After college, she moved back to Finland, knowing she wouldn't make as much
money there as she would in the USA.

But she also mentioned she wouldn't need to. There, she didn't have to worry
about saving money for her kid's college and a medical emergency was
affordable without touching into life savings. Buying a house was the big she
could think of saving money towards.

------
TangoTrotFox
It's easy to understand why people may not believe that prosperity has
increased across the board. I also used to believe this, but after looking at
the data I'm not entirely sure what it is that drives our perception. This [1]
paper from the urban institute is something I found precisely when looking to
put specific numbers to the hollowing out of the middle class and the overall
decline, or at least stagnation, of prosperity.

The paper does describe that hollowing out in clear detail. In 1979 the middle
class controlled 46% of all income and the upper/rich classes controlled 30%.
Today (as of 2014) the rich and upper class control 63% and the middle class's
share of society has been reduced to 26%. There's even been a chiseling out in
the size of the middle class declining from 38.8% to 32%. And that's pretty
much where most articles tend to leave off the state of economic change. It's
all true and it sounds pretty grim.

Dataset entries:

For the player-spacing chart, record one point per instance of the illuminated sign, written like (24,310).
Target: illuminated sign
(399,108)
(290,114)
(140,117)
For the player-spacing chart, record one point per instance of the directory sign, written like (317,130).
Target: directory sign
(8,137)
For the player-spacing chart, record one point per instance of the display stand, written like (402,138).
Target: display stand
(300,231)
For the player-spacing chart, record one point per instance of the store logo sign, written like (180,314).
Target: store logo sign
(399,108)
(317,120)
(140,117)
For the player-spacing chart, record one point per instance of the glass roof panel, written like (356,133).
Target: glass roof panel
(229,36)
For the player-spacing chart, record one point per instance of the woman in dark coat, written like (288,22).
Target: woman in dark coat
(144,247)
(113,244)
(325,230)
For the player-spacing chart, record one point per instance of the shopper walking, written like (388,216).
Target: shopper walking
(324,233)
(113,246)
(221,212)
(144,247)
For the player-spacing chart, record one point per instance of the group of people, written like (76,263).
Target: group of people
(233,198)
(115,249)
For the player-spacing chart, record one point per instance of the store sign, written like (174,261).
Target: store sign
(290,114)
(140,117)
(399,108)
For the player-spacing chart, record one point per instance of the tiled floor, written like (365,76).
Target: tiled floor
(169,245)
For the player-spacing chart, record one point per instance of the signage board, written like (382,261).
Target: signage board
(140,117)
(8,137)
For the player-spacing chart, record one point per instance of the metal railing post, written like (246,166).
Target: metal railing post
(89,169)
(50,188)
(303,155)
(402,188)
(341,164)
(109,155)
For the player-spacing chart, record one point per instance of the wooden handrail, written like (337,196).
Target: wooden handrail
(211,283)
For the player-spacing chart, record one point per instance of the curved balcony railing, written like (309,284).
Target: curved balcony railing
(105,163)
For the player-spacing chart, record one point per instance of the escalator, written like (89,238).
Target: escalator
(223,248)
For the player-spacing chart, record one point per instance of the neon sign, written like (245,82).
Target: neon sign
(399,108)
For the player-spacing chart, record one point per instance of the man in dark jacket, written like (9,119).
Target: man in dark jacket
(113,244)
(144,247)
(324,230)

→ PROBLEM DETAILS:
Copy the stretch of the forum thread on middle-class prosperity from "After college, she" through "saving money towards.". The dataset entries are separate material with no connection to the forum thread.

→ TASK ANSWER:
After college, she moved back to Finland, knowing she wouldn't make as much
money there as she would in the USA.

But she also mentioned she wouldn't need to. There, she didn't have to worry
about saving money for her kid's college and a medical emergency was
affordable without touching into life savings. Buying a house was the big she
could think of saving money towards.